*Direction:* Take the line that has "Could you please mark the choppy" in it and every line after it to the end of the entries, and reproduce them exactly.

*Input material:*
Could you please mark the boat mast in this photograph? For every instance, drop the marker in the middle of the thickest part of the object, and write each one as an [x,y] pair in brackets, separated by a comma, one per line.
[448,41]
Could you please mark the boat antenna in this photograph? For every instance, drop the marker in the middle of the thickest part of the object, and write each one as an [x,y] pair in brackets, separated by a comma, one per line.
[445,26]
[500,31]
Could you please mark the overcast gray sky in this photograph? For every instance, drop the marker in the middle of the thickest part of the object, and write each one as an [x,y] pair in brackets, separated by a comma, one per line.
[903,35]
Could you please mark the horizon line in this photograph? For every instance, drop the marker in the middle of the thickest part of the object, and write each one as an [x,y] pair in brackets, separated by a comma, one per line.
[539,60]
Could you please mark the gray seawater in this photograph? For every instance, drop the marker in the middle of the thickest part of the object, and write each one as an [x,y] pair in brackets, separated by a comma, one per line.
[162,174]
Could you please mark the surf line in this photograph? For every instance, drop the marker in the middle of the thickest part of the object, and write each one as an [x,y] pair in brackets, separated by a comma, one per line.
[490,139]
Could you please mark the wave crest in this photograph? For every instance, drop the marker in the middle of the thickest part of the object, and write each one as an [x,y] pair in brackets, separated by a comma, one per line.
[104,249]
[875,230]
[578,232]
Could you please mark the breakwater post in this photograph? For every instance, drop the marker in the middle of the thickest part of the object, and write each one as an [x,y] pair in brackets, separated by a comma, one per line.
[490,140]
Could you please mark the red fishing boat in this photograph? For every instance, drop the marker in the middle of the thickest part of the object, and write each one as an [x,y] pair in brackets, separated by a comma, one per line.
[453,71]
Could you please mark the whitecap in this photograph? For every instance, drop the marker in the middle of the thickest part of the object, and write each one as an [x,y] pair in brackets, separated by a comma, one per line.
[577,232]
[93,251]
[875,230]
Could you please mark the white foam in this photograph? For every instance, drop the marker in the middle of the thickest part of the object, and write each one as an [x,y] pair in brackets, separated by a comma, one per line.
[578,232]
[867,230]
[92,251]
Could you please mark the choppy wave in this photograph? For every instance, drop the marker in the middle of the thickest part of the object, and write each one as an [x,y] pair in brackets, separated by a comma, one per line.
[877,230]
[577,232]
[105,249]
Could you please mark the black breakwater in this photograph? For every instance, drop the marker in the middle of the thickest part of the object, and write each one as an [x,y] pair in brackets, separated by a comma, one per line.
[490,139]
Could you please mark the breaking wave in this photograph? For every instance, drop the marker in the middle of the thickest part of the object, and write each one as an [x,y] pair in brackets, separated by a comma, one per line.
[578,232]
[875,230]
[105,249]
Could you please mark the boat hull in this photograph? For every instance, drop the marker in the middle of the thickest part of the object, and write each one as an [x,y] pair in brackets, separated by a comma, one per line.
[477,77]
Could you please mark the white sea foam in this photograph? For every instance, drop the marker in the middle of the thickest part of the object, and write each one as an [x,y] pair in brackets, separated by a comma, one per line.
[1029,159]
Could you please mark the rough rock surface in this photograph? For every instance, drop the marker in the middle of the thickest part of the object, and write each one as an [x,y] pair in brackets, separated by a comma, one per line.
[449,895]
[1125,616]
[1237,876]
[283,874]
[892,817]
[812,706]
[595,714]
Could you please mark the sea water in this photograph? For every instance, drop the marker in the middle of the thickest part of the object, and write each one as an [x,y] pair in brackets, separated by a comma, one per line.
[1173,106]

*The completed task:*
Could you please mark the choppy wave in this photograph? For every instance, drop the marker in the middle of the thickest part of the object, and write each one as an [x,y] pair in brackets, separated by a comma, one per line.
[877,230]
[577,232]
[105,249]
Could you please mark the black breakwater in this photograph? For every instance, drop the marker in the middle of the thickest part of the object, and write each one as an [x,y] pair in brackets, separated by a comma, one per line.
[490,139]
Could you please mark the breaking wave in this photograph? For every instance, drop the marker in the middle of the thickest part of the object, and write each one as an [x,y] pair in brackets, separated by a comma, one per line.
[578,232]
[875,230]
[105,249]
Could you please mark the boat hull in this photograph? For every instance, drop the marker in the middle of the thickest part of the object, and write each one as an [x,y] pair in brackets, separated by a comma, one per line.
[477,77]
Could you please mark the white sea foam in this photograph? For every instance, drop the marker in the middle of the thickest part of the object, and write each one as an [x,y] pair in brackets, separated by a comma, one per line.
[1029,159]
Could you please mark the rough rock surface in this photograph? For every instance, drop the marker in the middle of the thickest part of the object, and write each one as an [x,y] pair in brackets, separated by a comma, one per line.
[449,895]
[1125,616]
[1237,876]
[283,874]
[892,817]
[812,706]
[595,714]
Could you please mark the sea water in this photograph? For every instance, drop the marker in the middle of the thickest part of the object, and write each one as an [x,y] pair in brackets, separated by a comma, one per line.
[1173,106]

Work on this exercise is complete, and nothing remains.